### Data records
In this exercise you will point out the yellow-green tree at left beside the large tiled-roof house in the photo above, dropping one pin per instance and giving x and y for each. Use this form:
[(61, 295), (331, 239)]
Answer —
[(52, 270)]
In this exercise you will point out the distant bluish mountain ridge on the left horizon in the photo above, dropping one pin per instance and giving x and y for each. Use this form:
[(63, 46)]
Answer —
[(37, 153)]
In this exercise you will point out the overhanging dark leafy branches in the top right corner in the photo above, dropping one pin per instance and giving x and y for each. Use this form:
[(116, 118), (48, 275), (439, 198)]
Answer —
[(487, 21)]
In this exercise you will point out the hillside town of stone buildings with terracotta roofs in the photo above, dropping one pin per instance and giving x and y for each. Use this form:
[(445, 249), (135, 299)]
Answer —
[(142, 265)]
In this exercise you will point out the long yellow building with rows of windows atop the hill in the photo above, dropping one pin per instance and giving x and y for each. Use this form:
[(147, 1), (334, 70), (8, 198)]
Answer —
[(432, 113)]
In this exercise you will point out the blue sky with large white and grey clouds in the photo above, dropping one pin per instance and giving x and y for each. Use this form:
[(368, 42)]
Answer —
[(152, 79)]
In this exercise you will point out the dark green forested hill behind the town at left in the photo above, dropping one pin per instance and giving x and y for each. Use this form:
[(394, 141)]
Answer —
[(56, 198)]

### The problem
The required output is the line holding "[(445, 249), (135, 299)]" plus every line after it in the data, reproduced exactly.

### Reply
[(445, 249), (135, 299)]
Answer —
[(142, 265)]
In this exercise you will point out the long yellow building with rows of windows atop the hill in the photo above, dropping one pin per instance and giving x and y for each. Use this form:
[(147, 1), (334, 70), (8, 198)]
Answer —
[(432, 113)]
In this exercise you will point out the blue sky with large white and grey clouds in the photo above, dropping one pin per instance and giving x and y for each. Use this form:
[(368, 42)]
Answer —
[(152, 79)]
In this exercise you will point out the dark green forested hill behind the town at left in the photo above, dropping one pin per instance and giving x and y for each. Use this form:
[(394, 141)]
Answer —
[(56, 198)]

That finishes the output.